This process is however not new but started with European “discoveries” which saw European powers reach out to the various continents.  Prior to that period movement and in particular, conquests were within a continent or generally between two continents.  This early globalisation process gave birth to the trans-Atlantic trade – slaves from Africa to the Americas and agricultural products from the Americas to Europe.  New plants, livestock, technology, cultures and people crisscrossed the various continents.  The ubiquitous potato and rice were good examples of the movements of plants, which appear on the plates of consumers around the world.

 

Globalisation has its supporters and detractors and in both camps there is a growing industry unfolding.  The leading supporters are major multinationals, global brands, which see an opportunity to penetrate new markets that are yet underdeveloped, particularly as opportunities in mature markets tail off.   Among countries, the US, the leading nation in this process is the main proponent of globalisation.  Among “ethnic/cultural” entities, the Anglo-Saxon entities, the US, Britain, Australia and New Zealand are the leading proponents of the concept.  Their cultural outlooks, business cultures and language have made them major supporters and practitioners of this phenomenon.  Britain, an Island trading nation, spread its commercial and political tentacles around the world to become the first global power, with three quarters of the globe painted red.  The cultural and ethnic landscapes of the US and the UK are probably the most diverse in the world.  The Anglo Saxon business culture with shareholders reigning supreme means that there is always pressure to seek new markets to penetrate.   Indeed globalisation has been described as “the spread of free market capitalism to virtually every country in the world”.  This philosophy led to structural adjustment policies in the last two decades of the 20th century, which saw widespread market liberalisation of the economies of virtually all African countries.  This process has resulted in the continent facing the full brunt of the various aspects of globalisation.

 

Opposition to globalisation has been led by a group of strange bedfellows, nationalists, socialists/communists and Non Government Organisations (NGOs). Nationalists feel that their cultures and economies are threatened.  Socialists/communists, who were leading proponents of globalisation in a bygone era – remember the “international” anthem – are opposed to the exploitation of workers in poor countries by multinationals.  And NGOs many of whom have developed global brands in that sector oppose the rape of indigenous cultures and the negative effects of unbridled capitalism.  The views of anti-globalisation cannot be dismissed as naïve rants of alternative types because “free trade” is often a myth imposed by the strong on the weak.  African countries need to take the observations of anti-globalisation into account in their response to this phenomenon.

> _DATA LINES_:
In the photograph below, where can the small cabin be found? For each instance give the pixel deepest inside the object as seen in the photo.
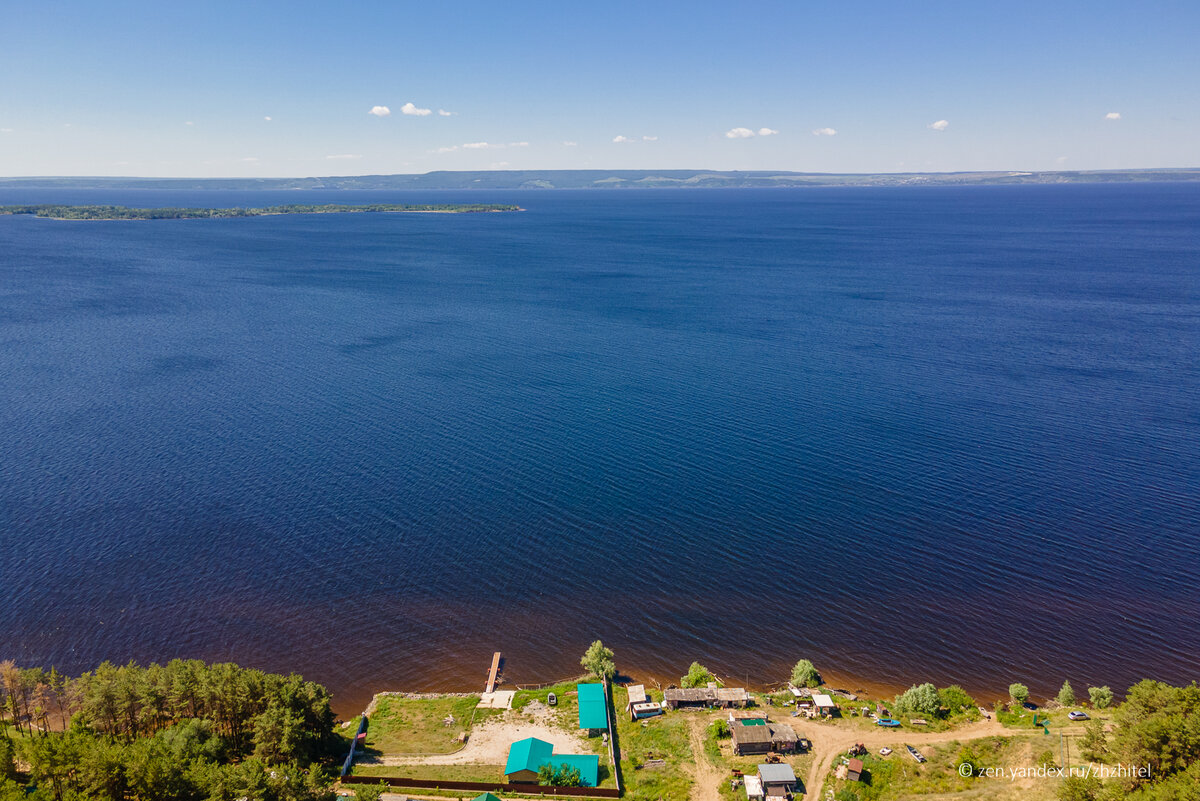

> _WORK TO COMPLETE_:
A) According to the globalisation text, which country became the first global power?
B) In the globalisation text, copy the stretch from "Opposition to globalisation" through "to this phenomenon.", renaming "strange bedfellows" as "unlikely allies".
Answer from the text alone.

> _SOLUTIONS FOR EACH TASK_:
A) Britain.

B)
Opposition to globalisation has been led by a group of unlikely allies, nationalists, socialists/communists and Non Government Organisations (NGOs). Nationalists feel that their cultures and economies are threatened.  Socialists/communists, who were leading proponents of globalisation in a bygone era – remember the “international” anthem – are opposed to the exploitation of workers in poor countries by multinationals.  And NGOs many of whom have developed global brands in that sector oppose the rape of indigenous cultures and the negative effects of unbridled capitalism.  The views of anti-globalisation cannot be dismissed as naïve rants of alternative types because “free trade” is often a myth imposed by the strong on the weak.  African countries need to take the observations of anti-globalisation into account in their response to this phenomenon.